Description of the task: Each record must come back unchanged in your answer, stripped of its images.
(Beginning of Dataset records)
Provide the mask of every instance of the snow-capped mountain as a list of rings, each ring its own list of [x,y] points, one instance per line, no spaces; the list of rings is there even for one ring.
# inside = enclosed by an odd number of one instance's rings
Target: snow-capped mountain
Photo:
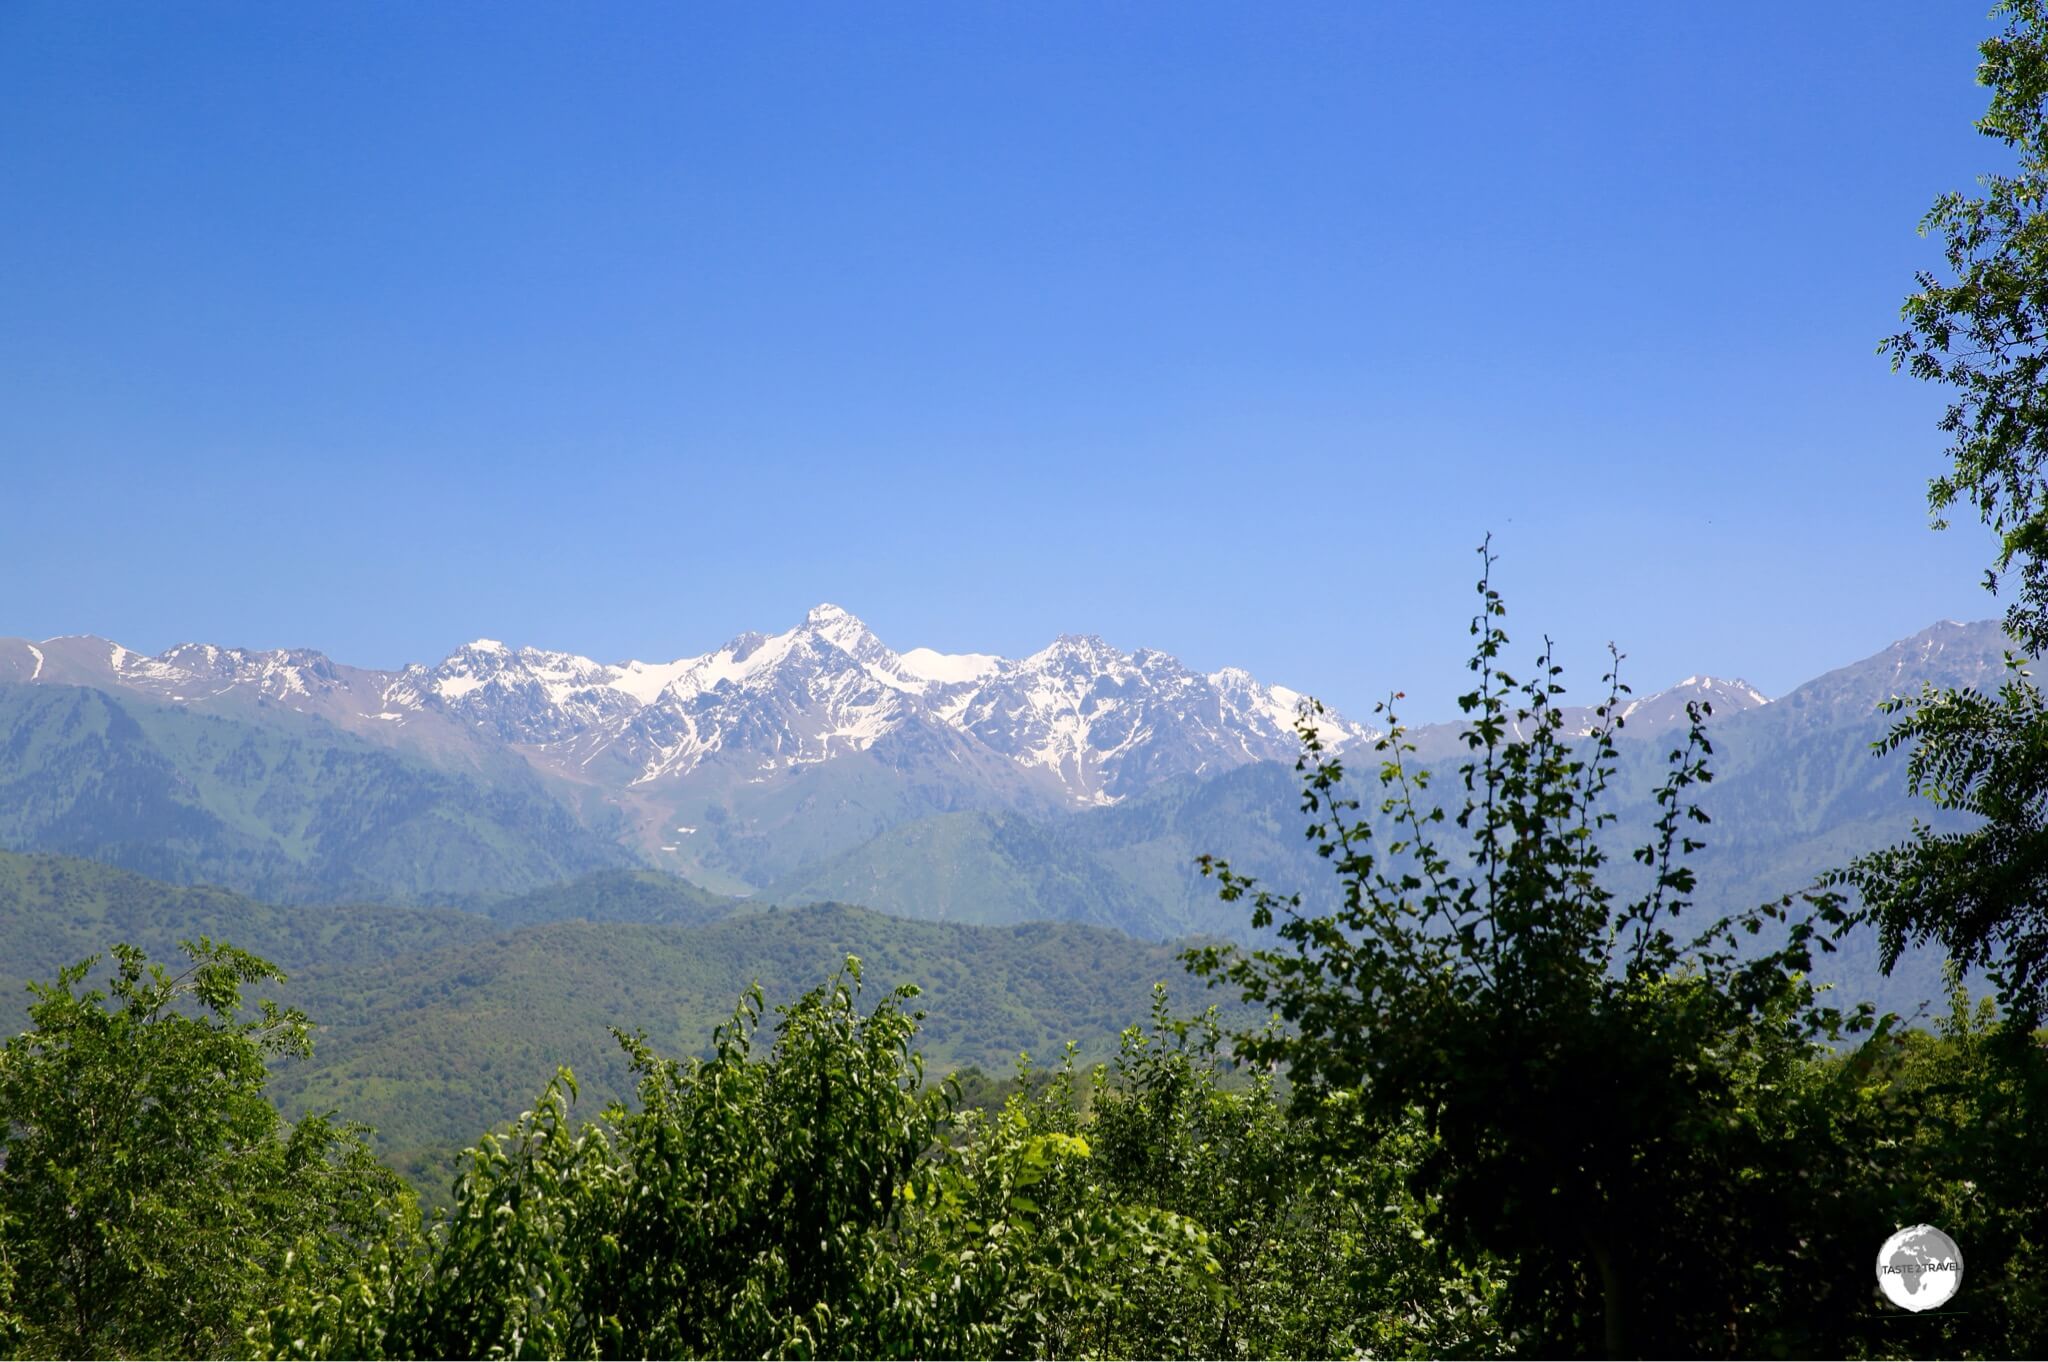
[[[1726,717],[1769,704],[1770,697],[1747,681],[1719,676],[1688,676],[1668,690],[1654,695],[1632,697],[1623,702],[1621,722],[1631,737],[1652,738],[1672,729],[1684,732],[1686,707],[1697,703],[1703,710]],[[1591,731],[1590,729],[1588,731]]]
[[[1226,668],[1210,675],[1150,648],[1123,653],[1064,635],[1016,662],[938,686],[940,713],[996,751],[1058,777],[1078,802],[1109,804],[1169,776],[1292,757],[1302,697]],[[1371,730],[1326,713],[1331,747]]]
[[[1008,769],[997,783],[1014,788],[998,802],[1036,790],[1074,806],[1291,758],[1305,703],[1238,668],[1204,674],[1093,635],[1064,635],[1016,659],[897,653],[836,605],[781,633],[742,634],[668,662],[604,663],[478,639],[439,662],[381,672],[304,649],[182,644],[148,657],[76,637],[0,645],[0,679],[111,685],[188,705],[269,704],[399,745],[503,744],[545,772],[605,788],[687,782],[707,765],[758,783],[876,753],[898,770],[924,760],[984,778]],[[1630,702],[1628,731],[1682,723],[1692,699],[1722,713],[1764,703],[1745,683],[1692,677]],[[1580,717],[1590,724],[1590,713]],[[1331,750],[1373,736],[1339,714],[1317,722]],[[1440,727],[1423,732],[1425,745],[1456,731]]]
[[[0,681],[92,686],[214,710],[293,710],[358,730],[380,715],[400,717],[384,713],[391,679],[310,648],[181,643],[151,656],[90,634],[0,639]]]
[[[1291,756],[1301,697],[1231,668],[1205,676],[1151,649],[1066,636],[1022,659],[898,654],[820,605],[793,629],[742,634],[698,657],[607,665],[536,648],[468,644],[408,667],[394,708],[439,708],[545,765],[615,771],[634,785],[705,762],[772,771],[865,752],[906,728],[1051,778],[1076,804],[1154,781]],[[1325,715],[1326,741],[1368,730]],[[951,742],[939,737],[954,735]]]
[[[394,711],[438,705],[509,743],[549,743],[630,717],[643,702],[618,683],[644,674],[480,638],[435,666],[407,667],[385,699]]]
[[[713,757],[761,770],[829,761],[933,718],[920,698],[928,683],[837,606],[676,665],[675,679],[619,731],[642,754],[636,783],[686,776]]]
(End of Dataset records)
Result:
Provide the mask of every instance of the snow-capped mountain as a list of rings, each ring its own list of [x,y] points, one instance per line, no spaces; the list of rings is there even for one ring.
# inside = enclosed by an odd number of one instance's rings
Target: snow-capped mountain
Photo:
[[[1726,717],[1769,704],[1770,697],[1747,681],[1719,676],[1688,676],[1668,690],[1654,695],[1632,697],[1623,702],[1621,722],[1631,737],[1652,738],[1672,729],[1684,732],[1686,707],[1697,703],[1703,710]],[[1591,731],[1590,729],[1588,731]]]
[[[1226,668],[1210,675],[1150,648],[1123,653],[1064,635],[1016,662],[938,686],[940,713],[996,751],[1058,777],[1078,802],[1109,804],[1169,776],[1292,757],[1302,697]],[[1371,730],[1326,713],[1331,747]]]
[[[1008,769],[997,783],[1014,788],[998,802],[1036,790],[1074,806],[1291,758],[1305,703],[1238,668],[1204,674],[1093,635],[1064,635],[1016,659],[897,653],[836,605],[781,633],[742,634],[668,662],[604,663],[478,639],[439,662],[381,672],[304,649],[182,644],[148,657],[76,637],[0,645],[0,679],[111,685],[188,705],[269,704],[399,745],[503,744],[545,772],[605,788],[687,782],[707,765],[758,783],[876,753],[898,770],[924,760],[984,778]],[[1630,702],[1628,731],[1682,723],[1692,699],[1722,713],[1764,703],[1745,683],[1692,677]],[[1580,717],[1590,724],[1590,713]],[[1331,750],[1373,736],[1339,714],[1317,722]],[[1440,727],[1423,732],[1425,745],[1456,731]]]
[[[0,681],[92,686],[214,710],[293,710],[358,730],[380,715],[400,717],[384,713],[391,679],[310,648],[181,643],[151,656],[90,634],[0,639]]]
[[[1291,756],[1301,697],[1231,668],[1205,676],[1151,649],[1066,636],[1022,659],[898,654],[820,605],[793,629],[742,634],[698,657],[607,665],[536,648],[468,644],[408,667],[394,708],[439,708],[545,765],[615,771],[634,785],[705,762],[772,771],[865,752],[906,728],[1051,778],[1076,804],[1154,781]],[[1325,715],[1326,741],[1368,730]],[[951,742],[939,737],[954,735]]]
[[[394,711],[438,705],[509,743],[549,743],[630,717],[643,702],[618,683],[644,674],[480,638],[435,666],[407,667],[385,699]]]
[[[713,757],[761,770],[829,761],[933,718],[920,698],[928,683],[837,606],[676,665],[675,679],[619,731],[642,754],[636,783],[686,776]]]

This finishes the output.